[PÁGINA]
---

E, algumas horas mais tarde, quando o Ben Slow nos transporta para as entranhas da Shoreditch acossada, Charles e Ben intersectam-se no desconforto, a realeza e o artista radical procuram cercar o poder financeiro que avança no seu vidro resplandecente como um titanic sem respeito pelos icebergs.
Bom, uma imagem um bocadinho figurada demais, talvez
Mas a sensação (da qual rapidamente me esqueceria, não fossem as notas no livro azul, porque está sempre a acontecer tanta coisa, por aqui, na ilha mágica que, a cada minuto, um novo deslumbre derruba todos os sinais de apreensão) de que um dia estes tipos começam a navegar sozinhos pelo Atlântico fora, numa reinterpretação anglo-saxónica da jangada de Saramago.
(daí a metáfora do titanic e dos icebergs)
E ficam tão ridiculamente ricos, que deixa de lhes dar prazer a companhia do resto da pobre (e relativamente deprimida Europa)
E lembro-me que a paz dos últimos setenta anos, no sacrossanto espaço ocidental europeu se tem feito de equilíbrios, de túneis da Mancha (é verdade, não previ o rebentamento do túnel quando a jangada se libertar da placa europeia, mas libertando-se deixaria de haver acusações de quem tem a responsabilidade de o guardar o que, só por si, é uma ideia idiota porque o túnel fez-se para ligar e não para filtrar) …e de solidariedade!
Afinal fiquei contente por ter tomado notas no livrinho azul e não estou nada arrependido de ter gozado de todas as borlas exóticas do novo capitalismo inglês
Afinal em que ficamos?

Charles, oh Charles!

segunda-feira, 10 de agosto de 2015

Ben, o graffiter







“ O graffiti é incomodativo, é mesmo anti-social, mas não podemos nunca renegar que esta foi a origem da street art. E não podemos, hoje, renegar esta fase de experimentação, na qual todos nós aperfeiçoámos a técnica e todos fomos perseguidos como perigosos agitadores que assaltávamos as paredes limpas para construir com os nossos sprays o futuro da arte”
De rostos cobertos, não imaginávamos ter, neste futuro que é o presente, de gerir estes dois universos, o ilegal e subterrâneo e a arte e a fantástica qualidade técnica destes jovens.

---

[CONJUNTO DE DADOS]
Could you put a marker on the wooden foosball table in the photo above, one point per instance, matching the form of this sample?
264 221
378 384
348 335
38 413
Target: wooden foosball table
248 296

---

[EXERCÍCIOS PROPOSTOS]
1) Transcreve do texto sobre Shoreditch o trecho de "Bom, uma imagem" a "jangada de Saramago.", sem qualquer alteração.
2) Responde com base no texto sobre Shoreditch:
(a) De que cor é o livro em que se tomaram as notas?
(b) De quem é a jangada mencionada na reinterpretação anglo-saxónica?
(c) Há quantos anos dura a paz no espaço ocidental europeu?
3) Escreve a parte seguinte do texto sobre Shoreditch, a começar depois da última frase.
A listagem é material à parte e não tem relação com o texto sobre Shoreditch.

[EXERCÍCIOS RESOLVIDOS]
1)
Bom, uma imagem um bocadinho figurada demais, talvez
Mas a sensação (da qual rapidamente me esqueceria, não fossem as notas no livro azul, porque está sempre a acontecer tanta coisa, por aqui, na ilha mágica que, a cada minuto, um novo deslumbre derruba todos os sinais de apreensão) de que um dia estes tipos começam a navegar sozinhos pelo Atlântico fora, numa reinterpretação anglo-saxónica da jangada de Saramago.

2)
(a) Azul.
(b) De Saramago.
(c) Setenta anos.

3)
Hoje vivemos e trabalhamos numa linha ténue que separa o reconhecimento artístico, a indiferença da autoridade e o risco de, uma vez por outra, sermos presos porque alguém aplica a lei.
A arte de rua é a verdadeira faceta vanguardista da arte.
E aqui no bairro, uma pintura na parede dura, em média, algumas semanas, porque há sempre novos artistas e as paredes disponíveis de uma cidade de vidro que nos engole, são cada vez menos
“Where do you come from?”
Singapura, um estágio na City, banca de investimento
“ Detesto os tipos da City, porque não conhecem os limites e não respeitam a História. É demasiado desproporcionado o poder do dinheiro”
O Soho há cinquenta anos, Camden há vinte, hoje Shoreditch, amanhã terra de ninguém…
E a riqueza de Londres sempre foi a diversidade cultural, o melting pot de civilizações que sempre povoaram a cidade, e que foram preservando os bairros e a História, acrescentando-lhe cheiros e sabores, sem retirar a sua essência de centralidade
Não foi o poder financeiro.
Ben Slow, poeta redentor, um artista de rua, famoso no espaço cibernético.
E é neste preciso ponto que a vanguarda do dogma zero se intercepta com as preocupações da formal e poeirenta realeza.
A História
Redentor e surpreendente, o poeta Ben e esta aliança improvável, não estivéssemos nós provavelmente na cidade mais surpreendente e improvável do mundo.
E, ao fim de duas horas de passeio de cabeça descoberta, ninguém foi preso e o visitante de Singapura, foi provavelmente o mais bem tratado pela alternative London walking tours
Pelo Ben.
É por isso que adoro ser Europeu. Só tenho pena de não poder mostrar a sua cara…é que nunca se sabe se os poderes ocultos podem, hoje à noite, querer aplicar a lei, ou o próprio Ben, ao abrigo da lei que protege a sua imagem, ter vontade de me processar.
Adoro ser europeu
Não fosse o diabo tecê-las, paguei generosamente ao Ben. Afinal de contas, ele também mereceu!